* TEXT SECTION *
* * *
System Design - Consistent Hashing

1. The rehashing problem

If you have n cache servers, a common way to balance the load is to use the following hash method: serverIndex = hash(key) % N, where N is the size of the server pool.
This approach works well when the size of the server pool is fixed. However, problems arise when new servers are added, or existing servers are removed: client will connect to the wrong server to fetch data.

2. Consistent hashing

Comparsion:

Traditional hashing: when making change on the number of slots, all keys need to be remapped
Consistent hashing: when making change on the number of slots, only k/n need to be remapped (k is the number of keys, n is the number of slots)

2.1 Hash space and hash ring

Assume hash function is f, and the output range of the hash function is: $x_0, x_1, x_2, x_3, ..., x_n$ . For example, SHA-1's hash space is $[0, 2^{160} - 1]$ , $x_0$ corresponds to 0, $x_n$ corresponds to $2^{160} - 1$ .

By connecting the $x_0$ and $x_n$ , we got a hash ring.

2.2 Hash servers

We map the servers based on their IP address or name onto the ring using hash function f.
Hash Server

2.3 Hash keys

The cache keys(key0, key1, key2, and key3) are also hashed onto the hash ring, and there is no modular operation
Hash Keys

2.4 Server lookup

To determine which server a key is stored on, we go clockwise from the key position on the ring until a server is found. For example:

key0 is stored on server 0
key1 is stored on server 1
key2 is stored on server 2
key3 is stored on server 3.

Server Lookup

2.5 Add a server

adding a new server will only need to redistribute part of keys. For example, after server 4 is added, only key0 needs to be redistributed; The rest of the keys are unaffected.
Add New Server

2.6 Remove a server

When a server is removed, only part of keys require redistribution with consistent hashing. For example, when server 1 is removed, only key1 needs to be remapped to server 2. The rest of the keys are unaffected.
* * *
* AIM *
Continue the consistent hashing notes above, starting after their final section on removing a server.
* * *
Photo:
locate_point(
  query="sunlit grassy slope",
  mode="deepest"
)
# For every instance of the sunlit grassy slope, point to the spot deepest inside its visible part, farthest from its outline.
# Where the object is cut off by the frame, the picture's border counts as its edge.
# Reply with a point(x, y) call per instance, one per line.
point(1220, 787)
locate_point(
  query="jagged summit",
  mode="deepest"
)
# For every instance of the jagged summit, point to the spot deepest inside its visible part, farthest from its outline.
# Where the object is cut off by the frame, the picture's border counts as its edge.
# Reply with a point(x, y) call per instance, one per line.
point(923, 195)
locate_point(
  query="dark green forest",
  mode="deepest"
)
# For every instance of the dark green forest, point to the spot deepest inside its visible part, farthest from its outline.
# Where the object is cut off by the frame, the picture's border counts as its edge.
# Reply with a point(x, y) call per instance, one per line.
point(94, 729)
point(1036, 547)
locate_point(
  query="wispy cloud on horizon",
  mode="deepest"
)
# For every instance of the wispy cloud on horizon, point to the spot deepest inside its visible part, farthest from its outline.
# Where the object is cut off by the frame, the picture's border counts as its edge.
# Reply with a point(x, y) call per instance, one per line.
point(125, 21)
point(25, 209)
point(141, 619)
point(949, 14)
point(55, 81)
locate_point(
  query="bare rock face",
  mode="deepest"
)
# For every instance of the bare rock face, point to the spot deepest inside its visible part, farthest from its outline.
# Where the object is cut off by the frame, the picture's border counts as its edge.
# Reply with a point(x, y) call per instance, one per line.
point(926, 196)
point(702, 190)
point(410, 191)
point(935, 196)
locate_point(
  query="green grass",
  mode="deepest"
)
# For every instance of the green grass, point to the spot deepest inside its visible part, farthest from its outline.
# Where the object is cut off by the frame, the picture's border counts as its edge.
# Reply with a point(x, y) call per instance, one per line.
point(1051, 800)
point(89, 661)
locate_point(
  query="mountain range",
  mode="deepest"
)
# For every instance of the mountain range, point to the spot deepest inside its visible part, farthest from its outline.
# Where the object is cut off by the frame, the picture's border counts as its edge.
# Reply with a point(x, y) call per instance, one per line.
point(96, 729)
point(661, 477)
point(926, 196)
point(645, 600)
* * *
* RESPONSE *
Remove a Server

3. Two issue in the basic approach

Basic approach of consistent hashing algorithm:

Map servers and keys on to the ring using a uniformly distributed hash function
To find out which server a key is mapped to, go clockwise from the key position until the first server on the ring is found

Two problems with the basic approach:

When add or remove a server, its impossible to keep the same size of partition for each server
It is possible to have a non-uniform key distribution on the ring

3.1 Virtual nodes

A virtual node refers to the real node, and each server is represented by multiple virtual nodes on the ring. To find which server a key is stored on, we go clockwise from the key's location and find the first virtual node encountered on the ring.
For example, both server 0 and server 1 have 3 virtual nodes:

server 0: s0_0, s0_1, and s0_2
server 1: s1_0, s1_1, and s1_2

Virtual Nodes Example

As the number of virtual nodes increases, the distribution of keys becomes more balanced; However, more spaces are needed to store data about virtual nodes. This is a tradeoff, and we can tune the number of virtual nodes to fit our system requirements.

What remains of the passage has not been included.